▶ **Record extracts**
──────
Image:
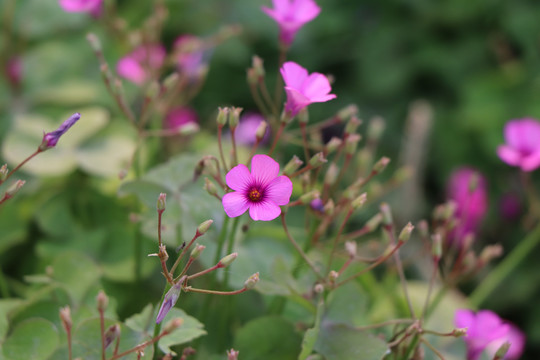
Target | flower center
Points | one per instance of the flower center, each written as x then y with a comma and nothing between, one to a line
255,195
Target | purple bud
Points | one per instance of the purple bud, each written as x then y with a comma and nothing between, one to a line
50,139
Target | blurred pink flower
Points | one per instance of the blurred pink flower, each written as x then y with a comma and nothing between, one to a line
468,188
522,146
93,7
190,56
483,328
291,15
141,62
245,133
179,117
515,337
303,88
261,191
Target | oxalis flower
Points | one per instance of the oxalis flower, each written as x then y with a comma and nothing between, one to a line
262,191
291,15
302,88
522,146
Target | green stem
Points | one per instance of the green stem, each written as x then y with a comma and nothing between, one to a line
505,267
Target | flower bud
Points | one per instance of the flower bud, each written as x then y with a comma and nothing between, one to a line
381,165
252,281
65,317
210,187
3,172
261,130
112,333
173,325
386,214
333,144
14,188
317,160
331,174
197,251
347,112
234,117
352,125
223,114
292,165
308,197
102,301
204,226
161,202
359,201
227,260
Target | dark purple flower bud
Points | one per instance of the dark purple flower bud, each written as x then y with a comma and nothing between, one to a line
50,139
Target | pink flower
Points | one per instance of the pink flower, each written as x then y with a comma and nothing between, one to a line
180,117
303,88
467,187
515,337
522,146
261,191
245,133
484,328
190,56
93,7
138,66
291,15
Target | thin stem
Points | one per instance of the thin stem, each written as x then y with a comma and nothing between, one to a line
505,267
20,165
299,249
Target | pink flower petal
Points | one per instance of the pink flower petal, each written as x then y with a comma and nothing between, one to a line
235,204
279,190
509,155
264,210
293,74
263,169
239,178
──────
Rewrite every line starting at the one that contains "Target | blurred pink flower" and ending at the last line. Adjust each x and y coordinate by adding -79 to it, and keep all other lines unchanged.

▶ **In response**
Target | blurred pink flower
Points | one per instance of the blurred pink flower, each written as x then y with a comma and nothing between, one to a line
389,109
443,67
14,-72
111,-23
404,249
212,-64
62,-17
166,54
100,38
436,258
224,9
182,112
Target | oxalis flower
Points | one per instance of the oxalis flower, each written as x then y with a comma and nothing between, one to a line
183,112
212,-64
223,9
443,67
Target | green stem
Points | one per instance of the green stem, each written as x then y with a comma and nothing between, one to a line
426,188
Target | flower bud
Points | one per instance of the flower bud, each written as x then y with a comma and nothing between, one to a line
302,86
173,202
-14,238
131,108
-76,93
182,51
33,254
94,246
307,135
254,65
-65,109
238,81
252,95
118,172
268,33
155,38
273,46
144,35
213,86
229,118
23,222
125,147
82,123
280,122
148,181
Target | dark purple flower bud
Points | one per instance of the dark purple flower bud, each written as x then y with a comma and nothing between, one to a line
-29,60
Target | pink flower
Points | one per instance of the pink flower, each written as x then y with a comma and nothing between, one to a line
101,38
224,9
388,108
436,258
443,67
182,112
166,54
405,249
111,-23
14,-72
59,-13
212,-64
Target | thin stem
Points | one per instance of the thin stem, each written as x then y with a comma and nothing between, one to a line
426,188
-59,86
220,170
Target | pink flower petal
Points | one per instance of the pink flower petal, each written as x then y with a comma and nothing between, one to a line
156,125
200,111
430,76
185,131
214,-5
184,90
160,99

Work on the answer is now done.